━━ Stored data
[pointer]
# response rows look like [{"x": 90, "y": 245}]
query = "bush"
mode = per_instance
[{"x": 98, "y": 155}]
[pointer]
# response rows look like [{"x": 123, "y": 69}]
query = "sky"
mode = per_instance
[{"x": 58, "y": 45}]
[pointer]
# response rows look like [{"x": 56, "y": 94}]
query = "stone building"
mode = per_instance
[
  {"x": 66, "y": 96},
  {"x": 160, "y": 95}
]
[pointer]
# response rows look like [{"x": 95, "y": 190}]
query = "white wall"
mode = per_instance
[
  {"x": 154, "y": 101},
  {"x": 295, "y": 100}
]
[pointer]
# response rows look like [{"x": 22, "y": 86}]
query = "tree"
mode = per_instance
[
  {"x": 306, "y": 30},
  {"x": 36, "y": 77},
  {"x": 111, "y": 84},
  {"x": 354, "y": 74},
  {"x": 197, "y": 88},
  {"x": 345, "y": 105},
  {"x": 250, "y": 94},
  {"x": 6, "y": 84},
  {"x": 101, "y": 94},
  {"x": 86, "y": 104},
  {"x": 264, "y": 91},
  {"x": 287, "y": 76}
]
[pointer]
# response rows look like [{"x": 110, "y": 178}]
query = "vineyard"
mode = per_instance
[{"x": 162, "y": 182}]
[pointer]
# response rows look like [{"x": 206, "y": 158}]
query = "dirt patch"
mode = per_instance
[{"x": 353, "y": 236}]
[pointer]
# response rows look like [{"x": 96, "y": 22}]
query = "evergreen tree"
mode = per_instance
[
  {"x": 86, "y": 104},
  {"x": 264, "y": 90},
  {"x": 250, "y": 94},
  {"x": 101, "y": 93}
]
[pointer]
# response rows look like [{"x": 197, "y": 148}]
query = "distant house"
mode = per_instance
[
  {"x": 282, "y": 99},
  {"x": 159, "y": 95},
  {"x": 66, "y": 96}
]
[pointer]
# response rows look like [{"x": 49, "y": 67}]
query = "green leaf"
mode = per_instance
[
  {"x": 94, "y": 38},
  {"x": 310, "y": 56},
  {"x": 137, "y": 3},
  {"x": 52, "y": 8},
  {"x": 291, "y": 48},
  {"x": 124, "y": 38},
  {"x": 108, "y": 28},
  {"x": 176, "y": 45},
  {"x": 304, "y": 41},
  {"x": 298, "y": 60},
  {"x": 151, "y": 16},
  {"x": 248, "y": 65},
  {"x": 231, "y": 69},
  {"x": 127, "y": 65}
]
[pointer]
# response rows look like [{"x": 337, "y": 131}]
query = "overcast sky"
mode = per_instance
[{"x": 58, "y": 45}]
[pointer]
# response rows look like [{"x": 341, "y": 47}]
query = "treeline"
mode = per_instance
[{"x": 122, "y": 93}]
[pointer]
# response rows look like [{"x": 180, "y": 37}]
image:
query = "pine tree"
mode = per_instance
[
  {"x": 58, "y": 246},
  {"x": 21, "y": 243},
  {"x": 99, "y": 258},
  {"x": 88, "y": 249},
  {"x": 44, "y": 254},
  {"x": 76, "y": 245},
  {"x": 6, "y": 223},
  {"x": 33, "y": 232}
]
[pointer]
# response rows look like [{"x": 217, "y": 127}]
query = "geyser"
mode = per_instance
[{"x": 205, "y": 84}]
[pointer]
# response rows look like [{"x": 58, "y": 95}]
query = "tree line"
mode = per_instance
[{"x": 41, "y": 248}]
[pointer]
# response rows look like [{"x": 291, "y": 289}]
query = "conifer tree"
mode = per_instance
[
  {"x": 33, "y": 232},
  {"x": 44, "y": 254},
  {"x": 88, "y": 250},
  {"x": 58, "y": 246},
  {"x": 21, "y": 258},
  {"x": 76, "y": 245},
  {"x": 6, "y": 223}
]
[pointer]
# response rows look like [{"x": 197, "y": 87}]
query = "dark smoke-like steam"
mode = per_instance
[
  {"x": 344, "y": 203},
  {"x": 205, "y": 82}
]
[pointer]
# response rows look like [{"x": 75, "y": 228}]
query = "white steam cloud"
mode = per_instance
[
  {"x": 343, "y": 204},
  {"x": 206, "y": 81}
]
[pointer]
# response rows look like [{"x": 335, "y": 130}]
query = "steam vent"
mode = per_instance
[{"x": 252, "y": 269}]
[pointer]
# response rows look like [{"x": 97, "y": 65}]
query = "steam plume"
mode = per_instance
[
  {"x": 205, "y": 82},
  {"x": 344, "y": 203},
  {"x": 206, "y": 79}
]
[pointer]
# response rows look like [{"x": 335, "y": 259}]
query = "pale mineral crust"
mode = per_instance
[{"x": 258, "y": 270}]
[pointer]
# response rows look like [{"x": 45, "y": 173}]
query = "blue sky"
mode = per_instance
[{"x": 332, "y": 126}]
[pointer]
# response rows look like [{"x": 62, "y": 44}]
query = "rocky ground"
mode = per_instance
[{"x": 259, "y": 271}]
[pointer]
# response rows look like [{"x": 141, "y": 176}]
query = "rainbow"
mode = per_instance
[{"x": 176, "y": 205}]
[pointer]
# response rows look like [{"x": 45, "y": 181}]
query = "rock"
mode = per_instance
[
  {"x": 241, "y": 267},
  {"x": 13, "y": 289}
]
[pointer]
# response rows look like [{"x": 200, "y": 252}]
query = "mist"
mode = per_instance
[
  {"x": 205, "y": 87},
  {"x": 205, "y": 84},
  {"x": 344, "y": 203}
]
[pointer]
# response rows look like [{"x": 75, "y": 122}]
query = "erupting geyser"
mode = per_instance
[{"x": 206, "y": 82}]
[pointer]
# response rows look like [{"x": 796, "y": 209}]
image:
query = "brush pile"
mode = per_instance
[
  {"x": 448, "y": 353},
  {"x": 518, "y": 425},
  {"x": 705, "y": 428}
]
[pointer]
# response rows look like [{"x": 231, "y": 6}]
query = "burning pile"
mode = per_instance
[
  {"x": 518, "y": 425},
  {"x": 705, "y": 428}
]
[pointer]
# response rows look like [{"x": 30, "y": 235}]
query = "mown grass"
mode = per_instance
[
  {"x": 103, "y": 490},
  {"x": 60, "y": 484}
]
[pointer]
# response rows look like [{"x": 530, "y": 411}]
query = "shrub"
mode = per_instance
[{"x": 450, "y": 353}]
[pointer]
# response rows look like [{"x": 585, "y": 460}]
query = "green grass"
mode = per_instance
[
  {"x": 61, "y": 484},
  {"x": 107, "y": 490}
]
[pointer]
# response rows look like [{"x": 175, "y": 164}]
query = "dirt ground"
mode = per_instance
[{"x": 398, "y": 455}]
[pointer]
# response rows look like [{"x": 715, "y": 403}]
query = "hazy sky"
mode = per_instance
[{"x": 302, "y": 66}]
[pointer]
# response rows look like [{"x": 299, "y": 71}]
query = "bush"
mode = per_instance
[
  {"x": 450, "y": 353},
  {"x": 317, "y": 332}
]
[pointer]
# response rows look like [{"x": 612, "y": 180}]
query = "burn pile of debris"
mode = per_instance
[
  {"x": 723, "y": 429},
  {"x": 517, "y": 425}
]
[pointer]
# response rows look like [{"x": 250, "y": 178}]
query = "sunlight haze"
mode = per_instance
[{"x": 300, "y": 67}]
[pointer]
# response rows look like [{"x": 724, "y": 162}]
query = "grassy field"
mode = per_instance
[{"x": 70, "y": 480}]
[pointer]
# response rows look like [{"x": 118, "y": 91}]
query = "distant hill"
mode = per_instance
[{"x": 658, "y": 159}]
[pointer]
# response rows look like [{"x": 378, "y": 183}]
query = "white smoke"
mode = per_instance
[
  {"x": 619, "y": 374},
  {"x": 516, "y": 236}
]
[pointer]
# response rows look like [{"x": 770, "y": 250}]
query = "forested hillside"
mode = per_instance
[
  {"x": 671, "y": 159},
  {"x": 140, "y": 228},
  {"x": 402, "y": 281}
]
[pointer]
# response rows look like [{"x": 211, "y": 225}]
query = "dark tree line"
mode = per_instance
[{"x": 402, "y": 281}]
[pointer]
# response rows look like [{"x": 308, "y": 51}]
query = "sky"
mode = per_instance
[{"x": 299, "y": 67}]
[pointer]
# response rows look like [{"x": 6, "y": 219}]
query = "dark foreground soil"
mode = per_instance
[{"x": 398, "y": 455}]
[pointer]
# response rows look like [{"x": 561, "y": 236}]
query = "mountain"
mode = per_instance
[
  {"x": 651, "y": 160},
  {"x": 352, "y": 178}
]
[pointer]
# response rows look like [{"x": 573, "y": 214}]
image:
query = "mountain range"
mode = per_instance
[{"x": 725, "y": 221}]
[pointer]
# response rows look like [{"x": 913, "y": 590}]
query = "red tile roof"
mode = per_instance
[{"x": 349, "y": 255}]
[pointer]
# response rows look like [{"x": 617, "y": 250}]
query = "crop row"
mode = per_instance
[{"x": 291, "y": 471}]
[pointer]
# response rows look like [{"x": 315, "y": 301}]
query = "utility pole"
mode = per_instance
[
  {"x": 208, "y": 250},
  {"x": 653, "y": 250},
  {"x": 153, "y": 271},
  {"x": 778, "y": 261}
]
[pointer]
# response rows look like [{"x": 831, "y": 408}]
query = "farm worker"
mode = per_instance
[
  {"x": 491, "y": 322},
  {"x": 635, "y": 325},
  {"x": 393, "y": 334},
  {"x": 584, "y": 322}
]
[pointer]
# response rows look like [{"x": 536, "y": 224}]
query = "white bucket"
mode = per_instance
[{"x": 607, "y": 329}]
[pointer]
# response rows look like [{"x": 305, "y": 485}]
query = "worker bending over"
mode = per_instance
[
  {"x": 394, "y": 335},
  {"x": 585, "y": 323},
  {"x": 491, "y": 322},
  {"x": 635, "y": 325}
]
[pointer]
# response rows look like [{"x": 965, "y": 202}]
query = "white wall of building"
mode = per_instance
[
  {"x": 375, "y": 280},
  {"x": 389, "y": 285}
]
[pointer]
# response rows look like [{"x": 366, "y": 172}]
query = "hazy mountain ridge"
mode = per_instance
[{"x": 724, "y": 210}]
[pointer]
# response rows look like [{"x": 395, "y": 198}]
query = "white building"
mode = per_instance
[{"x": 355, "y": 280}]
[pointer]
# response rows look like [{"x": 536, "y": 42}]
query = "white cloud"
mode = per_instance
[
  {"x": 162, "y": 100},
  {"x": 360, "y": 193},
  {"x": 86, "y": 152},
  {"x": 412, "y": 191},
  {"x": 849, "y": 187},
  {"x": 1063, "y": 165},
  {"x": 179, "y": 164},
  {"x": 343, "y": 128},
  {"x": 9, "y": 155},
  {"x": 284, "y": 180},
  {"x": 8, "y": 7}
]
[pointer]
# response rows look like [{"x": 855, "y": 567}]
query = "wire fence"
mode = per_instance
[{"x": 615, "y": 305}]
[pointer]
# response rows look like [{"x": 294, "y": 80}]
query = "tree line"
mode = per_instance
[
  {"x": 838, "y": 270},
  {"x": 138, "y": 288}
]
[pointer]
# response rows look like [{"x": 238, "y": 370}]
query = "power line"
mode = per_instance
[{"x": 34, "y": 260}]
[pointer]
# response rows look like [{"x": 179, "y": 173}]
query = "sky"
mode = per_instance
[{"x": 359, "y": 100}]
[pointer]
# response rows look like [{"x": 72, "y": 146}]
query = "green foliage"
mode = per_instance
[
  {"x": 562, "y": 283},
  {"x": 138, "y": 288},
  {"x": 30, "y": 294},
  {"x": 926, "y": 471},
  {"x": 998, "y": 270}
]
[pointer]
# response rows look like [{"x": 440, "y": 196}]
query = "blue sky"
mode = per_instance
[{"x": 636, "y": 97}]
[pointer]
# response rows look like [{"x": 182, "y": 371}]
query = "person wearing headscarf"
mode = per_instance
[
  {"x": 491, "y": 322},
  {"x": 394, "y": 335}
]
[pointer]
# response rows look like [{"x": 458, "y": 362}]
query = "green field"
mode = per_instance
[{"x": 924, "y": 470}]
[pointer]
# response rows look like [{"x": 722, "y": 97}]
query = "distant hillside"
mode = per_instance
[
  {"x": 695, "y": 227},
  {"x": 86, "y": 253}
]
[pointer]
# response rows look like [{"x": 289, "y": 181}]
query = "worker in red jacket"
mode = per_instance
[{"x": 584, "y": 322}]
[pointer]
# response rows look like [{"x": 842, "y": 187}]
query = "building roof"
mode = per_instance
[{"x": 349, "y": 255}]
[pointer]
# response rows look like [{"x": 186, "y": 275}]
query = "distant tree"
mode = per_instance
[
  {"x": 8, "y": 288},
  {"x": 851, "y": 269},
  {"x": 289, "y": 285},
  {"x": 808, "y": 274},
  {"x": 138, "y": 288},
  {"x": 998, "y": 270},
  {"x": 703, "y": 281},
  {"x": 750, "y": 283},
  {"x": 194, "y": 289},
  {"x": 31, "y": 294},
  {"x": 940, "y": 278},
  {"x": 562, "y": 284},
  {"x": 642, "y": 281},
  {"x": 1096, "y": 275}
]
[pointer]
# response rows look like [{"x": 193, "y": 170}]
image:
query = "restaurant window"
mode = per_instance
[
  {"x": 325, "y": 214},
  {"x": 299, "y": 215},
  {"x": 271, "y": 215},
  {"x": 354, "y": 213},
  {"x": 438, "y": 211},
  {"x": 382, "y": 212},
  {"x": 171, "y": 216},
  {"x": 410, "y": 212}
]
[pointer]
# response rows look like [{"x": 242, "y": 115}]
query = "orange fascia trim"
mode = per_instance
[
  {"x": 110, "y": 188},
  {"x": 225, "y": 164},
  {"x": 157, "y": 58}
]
━━━━
Given problem:
Reproduce each line above that contains the word "pile". Case counts.

Expected answer:
query = "brush pile"
query = "burning pile"
query = "burn pile of debris"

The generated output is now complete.